Stored data entries
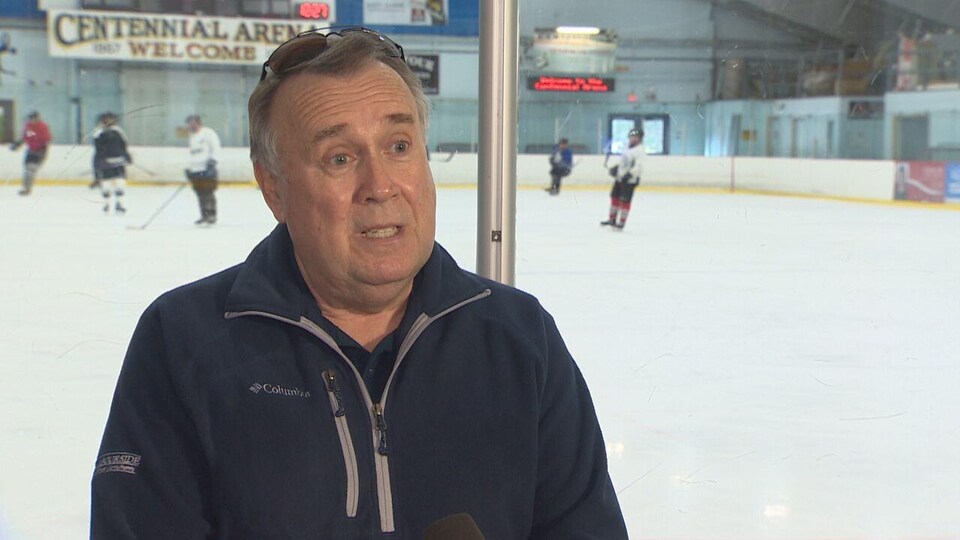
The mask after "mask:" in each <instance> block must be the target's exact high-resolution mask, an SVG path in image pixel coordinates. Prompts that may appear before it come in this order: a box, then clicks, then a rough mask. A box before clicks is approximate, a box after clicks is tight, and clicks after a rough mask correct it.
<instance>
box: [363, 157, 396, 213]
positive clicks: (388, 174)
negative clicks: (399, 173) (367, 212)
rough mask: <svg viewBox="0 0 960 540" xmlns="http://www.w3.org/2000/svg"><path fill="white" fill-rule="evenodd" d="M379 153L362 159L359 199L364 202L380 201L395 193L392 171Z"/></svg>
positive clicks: (387, 160)
mask: <svg viewBox="0 0 960 540" xmlns="http://www.w3.org/2000/svg"><path fill="white" fill-rule="evenodd" d="M387 161H388V160H387V159H386V158H385V157H383V156H381V155H377V154H373V155H371V156H370V157H369V158H368V159H366V160H364V163H363V167H361V170H360V171H359V173H360V190H359V196H360V200H361V201H362V202H364V203H367V202H377V203H382V202H386V201H388V200H390V199H391V198H393V197H395V196H396V195H397V185H396V183H395V182H394V181H393V176H392V175H393V174H394V171H392V169H391V168H390V166H389V163H387Z"/></svg>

§ **Task to complete**: Every line of the data above should be quoted exactly. Omit the pictures.

§ **Task output**:
The mask after "mask:" in each <instance> block must be the target's exact high-resolution mask, an SVG path in image pixel coordinates. Prompts that may appear before it come in this order: a box, then clicks, then a rough mask. A box before clicks is approximate, a box after clicks is tight, and clicks after a rough mask correct it.
<instance>
box: [363, 157, 396, 213]
positive clicks: (388, 174)
negative clicks: (399, 173) (367, 212)
rough mask: <svg viewBox="0 0 960 540" xmlns="http://www.w3.org/2000/svg"><path fill="white" fill-rule="evenodd" d="M379 153L362 159L359 199L364 202L380 201L395 193L392 171Z"/></svg>
positive clicks: (387, 160)
mask: <svg viewBox="0 0 960 540" xmlns="http://www.w3.org/2000/svg"><path fill="white" fill-rule="evenodd" d="M387 161H388V160H387V159H386V158H385V157H383V156H381V155H377V154H373V155H371V156H370V157H369V158H368V159H366V160H364V163H363V167H361V170H360V171H359V173H360V190H359V196H360V200H361V201H362V202H364V203H367V202H377V203H382V202H386V201H388V200H390V199H391V198H393V197H395V196H396V195H397V185H396V183H395V182H394V181H393V176H392V175H393V174H394V171H392V169H391V168H390V166H389V163H387Z"/></svg>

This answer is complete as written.